(Referring expression pointing data)
== Segment start ==
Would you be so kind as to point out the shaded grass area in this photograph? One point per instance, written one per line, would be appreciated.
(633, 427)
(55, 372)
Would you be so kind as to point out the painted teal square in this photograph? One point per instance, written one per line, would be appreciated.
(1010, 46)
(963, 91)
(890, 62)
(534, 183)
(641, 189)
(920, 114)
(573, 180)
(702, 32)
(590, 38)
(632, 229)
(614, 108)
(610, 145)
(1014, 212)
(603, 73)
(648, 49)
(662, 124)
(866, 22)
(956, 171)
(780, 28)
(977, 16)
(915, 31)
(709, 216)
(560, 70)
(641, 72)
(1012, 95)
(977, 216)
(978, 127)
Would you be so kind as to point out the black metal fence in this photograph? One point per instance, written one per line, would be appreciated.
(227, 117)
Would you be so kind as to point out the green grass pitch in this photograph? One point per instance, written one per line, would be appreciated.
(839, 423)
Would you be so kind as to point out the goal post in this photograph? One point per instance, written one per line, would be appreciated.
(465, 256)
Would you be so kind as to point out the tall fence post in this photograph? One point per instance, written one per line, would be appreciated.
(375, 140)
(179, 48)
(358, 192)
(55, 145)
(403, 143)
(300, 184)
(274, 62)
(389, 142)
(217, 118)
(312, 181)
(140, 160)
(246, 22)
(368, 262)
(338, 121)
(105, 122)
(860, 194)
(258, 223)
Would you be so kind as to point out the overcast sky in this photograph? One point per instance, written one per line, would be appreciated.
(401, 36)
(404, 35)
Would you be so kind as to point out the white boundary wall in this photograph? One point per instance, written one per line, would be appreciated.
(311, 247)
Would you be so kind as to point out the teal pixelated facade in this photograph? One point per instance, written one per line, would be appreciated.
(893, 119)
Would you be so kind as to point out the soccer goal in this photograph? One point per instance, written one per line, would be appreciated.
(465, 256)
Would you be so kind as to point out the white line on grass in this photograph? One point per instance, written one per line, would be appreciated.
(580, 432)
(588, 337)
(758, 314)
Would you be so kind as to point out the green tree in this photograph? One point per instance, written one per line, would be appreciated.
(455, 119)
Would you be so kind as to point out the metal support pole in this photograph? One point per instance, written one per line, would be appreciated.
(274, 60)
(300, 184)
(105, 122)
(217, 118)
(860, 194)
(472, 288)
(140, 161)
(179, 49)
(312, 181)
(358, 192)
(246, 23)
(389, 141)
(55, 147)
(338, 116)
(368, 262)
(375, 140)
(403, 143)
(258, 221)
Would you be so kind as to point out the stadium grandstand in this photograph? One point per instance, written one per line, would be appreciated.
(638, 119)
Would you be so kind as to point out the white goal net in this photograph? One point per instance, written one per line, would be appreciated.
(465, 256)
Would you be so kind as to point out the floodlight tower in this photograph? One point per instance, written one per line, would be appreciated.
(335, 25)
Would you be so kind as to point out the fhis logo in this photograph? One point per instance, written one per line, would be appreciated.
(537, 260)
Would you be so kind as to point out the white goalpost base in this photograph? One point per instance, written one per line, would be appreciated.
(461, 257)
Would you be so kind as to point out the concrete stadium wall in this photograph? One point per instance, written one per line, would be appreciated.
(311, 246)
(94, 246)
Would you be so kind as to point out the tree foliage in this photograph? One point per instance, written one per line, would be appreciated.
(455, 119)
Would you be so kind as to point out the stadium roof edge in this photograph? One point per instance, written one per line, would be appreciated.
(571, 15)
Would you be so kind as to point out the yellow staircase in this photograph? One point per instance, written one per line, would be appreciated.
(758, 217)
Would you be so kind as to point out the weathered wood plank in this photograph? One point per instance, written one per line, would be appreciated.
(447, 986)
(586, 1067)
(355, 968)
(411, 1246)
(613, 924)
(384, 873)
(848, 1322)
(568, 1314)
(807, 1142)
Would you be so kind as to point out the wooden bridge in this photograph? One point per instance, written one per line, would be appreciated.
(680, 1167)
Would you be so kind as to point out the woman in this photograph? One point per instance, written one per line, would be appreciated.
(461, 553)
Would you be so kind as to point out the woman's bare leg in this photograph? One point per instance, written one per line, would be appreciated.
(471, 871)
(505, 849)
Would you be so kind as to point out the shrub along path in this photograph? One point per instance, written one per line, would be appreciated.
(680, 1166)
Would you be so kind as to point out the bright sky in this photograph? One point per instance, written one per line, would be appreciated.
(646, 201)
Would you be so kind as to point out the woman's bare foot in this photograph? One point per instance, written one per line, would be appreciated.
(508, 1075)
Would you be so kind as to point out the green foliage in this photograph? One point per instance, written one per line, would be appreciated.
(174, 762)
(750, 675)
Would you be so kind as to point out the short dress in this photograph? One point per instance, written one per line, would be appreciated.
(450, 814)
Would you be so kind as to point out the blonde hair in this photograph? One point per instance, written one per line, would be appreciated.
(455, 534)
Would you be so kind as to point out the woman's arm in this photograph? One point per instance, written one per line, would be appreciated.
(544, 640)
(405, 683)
== Segment end ==
◆ What needs to be done
Nothing in the records may be left out; transcribe all of them exactly.

◆ Answer to this problem
Would you be so kind as to point out the shaded grass area in this photograph? One point per instance, written one per line, would be appreciated.
(633, 427)
(55, 372)
Would you be so kind as to point out the painted teal square in this photograph? One point per instance, written one per line, would be appreciated.
(1010, 46)
(963, 91)
(890, 62)
(534, 183)
(641, 189)
(920, 114)
(573, 180)
(702, 32)
(590, 38)
(632, 229)
(614, 108)
(610, 145)
(1014, 212)
(603, 73)
(648, 49)
(662, 124)
(866, 22)
(956, 171)
(780, 28)
(977, 16)
(915, 31)
(709, 216)
(560, 70)
(641, 72)
(1012, 95)
(977, 216)
(978, 127)
Would you be so kind as to point out the black metal fence in this photograph? One point per instance, written one per line, would be appreciated.
(227, 117)
Would you be so kind as to point out the green grass pitch in this photograph? One point per instance, written one per line, would be appreciated.
(839, 423)
Would you be so kind as to point out the goal post in this photograph? One point per instance, written one per line, would be appreciated.
(465, 256)
Would you be so kind as to point out the tall fence post in this photograph? One point per instance, written one per line, would be appreciated.
(375, 140)
(179, 48)
(358, 192)
(55, 145)
(403, 143)
(300, 184)
(274, 62)
(389, 142)
(217, 118)
(312, 181)
(140, 160)
(246, 22)
(368, 262)
(338, 121)
(105, 122)
(860, 194)
(258, 223)
Would you be so kind as to point out the overcast sky in this photograph? One point per instance, written one per line, would be appreciated.
(401, 36)
(404, 35)
Would you be so kind as to point out the white boundary wall in this photograph? One point per instance, written one per line, would be appreciated.
(311, 247)
Would you be so kind as to point out the teal pixelated facade in this photograph? One point per instance, written one per line, would be appreciated.
(893, 119)
Would you be so kind as to point out the soccer goal in this photograph? One point per instance, written one per line, would be appreciated.
(465, 256)
Would you be so kind as to point out the white line on grass in this photograph? One point per instance, written one per line, would be appreciated.
(580, 432)
(588, 337)
(758, 314)
Would you be so kind as to point out the green tree in this photograph? One point per instance, written one per line, would be appreciated.
(455, 119)
Would you be so kind as to point out the metal support pole in this photograph? One point per instance, written one per line, would be appreciated.
(274, 60)
(300, 184)
(105, 122)
(217, 118)
(860, 194)
(472, 288)
(140, 161)
(179, 49)
(312, 181)
(358, 192)
(246, 23)
(389, 141)
(55, 147)
(338, 116)
(368, 262)
(375, 140)
(403, 143)
(258, 221)
Would you be so kind as to point out the stadium grandstand in this photograph? One point per instance, written one per line, would be appreciated.
(638, 119)
Would you be so kind as to point out the white goal net in this photograph? One point per instance, written one per line, would be appreciated.
(465, 256)
Would you be so kind as to point out the floodlight tower in this photograph? One point per instance, written one per line, would be appreciated.
(335, 25)
Would you be so kind as to point out the fhis logo in this photograph? One point per instance, written one per line, would be appreciated.
(537, 260)
Would you be so kind as to point out the white goalpost base in this photograph? One point per instance, written one per line, would be appreciated.
(461, 257)
Would you be so kind as to point out the concrete stadium wall in this photograph? One point per instance, written one per line, would be appreciated.
(311, 246)
(94, 246)
Would you be so kind as to point out the tree foliage in this photograph? One point per instance, written one per line, would be appreciated.
(455, 119)
Would you be so kind as to point out the stadium roof edge in this photograph? One point per instance, written one per line, would be appreciated.
(571, 15)
Would you be so kind as to point out the yellow staircase in this photograph? One point per instance, written one per line, would be appreciated.
(758, 217)
Would you be so kind as to point out the weathered wood plank in this photograph? One point per instance, written one per line, would be appreciated.
(447, 986)
(586, 1067)
(355, 968)
(411, 1246)
(613, 924)
(384, 873)
(848, 1322)
(568, 1314)
(807, 1142)
Would you be so kind as to point out the wooden bridge in this photograph? One point per instance, written one per line, would be appreciated.
(680, 1167)
Would you be so kind as to point out the woman in this photograph? One point per instance, written one per line, would be appreciated.
(461, 553)
Would you be so kind as to point out the woman's bare leg in this photograph? One point per instance, written one per line, would be appreciated.
(471, 871)
(505, 849)
Would you be so kind as to point out the shrub along path in this photograph? One point per instance, written one per line, would be appreciated.
(680, 1166)
Would you be so kind as to point out the bright sky in this photograph? One point per instance, written one per line, would be appreciated.
(646, 201)
Would you be so kind as to point out the woman's bare foot in this photograph? One point per instance, written one per line, would be appreciated.
(508, 1075)
Would you be so kind as to point out the green foliage in this photograph? One point per instance, written one per line, would be appreciated.
(174, 762)
(750, 675)
Would you be so kind as to point out the short dress in this photograph? One point per instance, written one per line, would be appreciated.
(450, 814)
Would you be so kind as to point out the blonde hair in this photograph? One point per instance, written one per line, would be appreciated.
(455, 534)
Would you be so kind as to point out the woman's arm in this photograph? One point per instance, written one per line, would be appreciated.
(544, 640)
(405, 683)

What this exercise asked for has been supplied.